**WORK TO COMPLETE**
Convert all the items into a two-column CSV with the header row instruction,output and one row per item. Put each item's text and its answer in their own quoted fields, replacing any line breaks with spaces.

**ENTRIES SHOWN**
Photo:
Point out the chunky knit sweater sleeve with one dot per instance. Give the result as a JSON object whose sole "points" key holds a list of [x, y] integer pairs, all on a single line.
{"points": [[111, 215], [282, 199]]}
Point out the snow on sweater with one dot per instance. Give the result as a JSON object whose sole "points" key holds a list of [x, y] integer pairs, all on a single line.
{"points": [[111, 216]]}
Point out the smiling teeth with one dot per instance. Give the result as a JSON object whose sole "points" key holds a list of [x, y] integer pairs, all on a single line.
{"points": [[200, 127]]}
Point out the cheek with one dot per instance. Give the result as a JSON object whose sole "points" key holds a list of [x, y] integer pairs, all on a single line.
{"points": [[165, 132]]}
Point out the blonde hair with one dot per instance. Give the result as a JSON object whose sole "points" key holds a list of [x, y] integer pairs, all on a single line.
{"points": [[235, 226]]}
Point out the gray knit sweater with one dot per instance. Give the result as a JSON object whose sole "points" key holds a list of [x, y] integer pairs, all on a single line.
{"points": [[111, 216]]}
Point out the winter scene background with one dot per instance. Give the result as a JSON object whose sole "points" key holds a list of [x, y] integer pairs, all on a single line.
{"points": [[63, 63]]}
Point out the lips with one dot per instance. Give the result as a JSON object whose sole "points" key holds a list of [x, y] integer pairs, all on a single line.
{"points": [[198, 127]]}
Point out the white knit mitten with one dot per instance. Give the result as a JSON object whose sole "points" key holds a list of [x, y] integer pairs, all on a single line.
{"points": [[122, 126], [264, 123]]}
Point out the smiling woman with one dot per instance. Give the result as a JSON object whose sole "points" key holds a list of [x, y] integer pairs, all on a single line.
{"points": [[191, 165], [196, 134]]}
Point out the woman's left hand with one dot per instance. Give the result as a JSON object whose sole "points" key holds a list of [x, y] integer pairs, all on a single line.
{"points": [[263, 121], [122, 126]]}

**ANSWER BELOW**
instruction,output
"Photo: Point out the chunky knit sweater sleeve with one dot per instance. Give the result as a JSON object whose sole ""points"" key holds a list of [x, y] integer pairs, all on a single line.","{""points"": [[111, 215], [282, 199]]}"
"Point out the snow on sweater with one dot per instance. Give the result as a JSON object whose sole ""points"" key holds a list of [x, y] integer pairs, all on a single line.","{""points"": [[111, 216]]}"
"Point out the smiling teeth with one dot per instance. Give the result as a JSON object whose sole ""points"" key holds a list of [x, y] integer pairs, all on a single line.","{""points"": [[200, 127]]}"
"Point out the cheek with one dot per instance. Give the result as a JSON object whose sole ""points"" key holds a list of [x, y] integer pairs, all on a single line.","{""points"": [[165, 132]]}"
"Point out the blonde hair with one dot per instance. Give the result as a JSON object whose sole ""points"" key holds a list of [x, y] integer pairs, all on a single line.","{""points"": [[235, 226]]}"
"Point out the gray knit sweater with one dot per instance. Give the result as a JSON object whose sole ""points"" key holds a list of [x, y] integer pairs, all on a single line.","{""points"": [[111, 216]]}"
"Point out the winter scene background with one dot per instance. Give the result as a JSON object whose sole ""points"" key holds a list of [x, y] integer pairs, all on a single line.","{""points"": [[63, 63]]}"
"Point out the lips with one dot per instance. Give the result as a JSON object whose sole ""points"" key holds a list of [x, y] integer pairs, all on a single line.","{""points"": [[198, 127]]}"
"Point out the white knit mitten with one dot per instance. Give the result as a JSON object whose sole ""points"" key holds a list of [x, y] integer pairs, all on a single line.","{""points"": [[122, 126], [264, 123]]}"
"Point out the smiling woman with one dot per instance. Give the result as a JSON object whose sole ""points"" key holds a list of [x, y] integer pairs, all on a single line.","{""points"": [[191, 165], [196, 134]]}"
"Point out the woman's left hand with one dot per instance. Give the result as a JSON object whose sole ""points"" key holds a list of [x, y] integer pairs, all on a single line.","{""points"": [[263, 121], [122, 126]]}"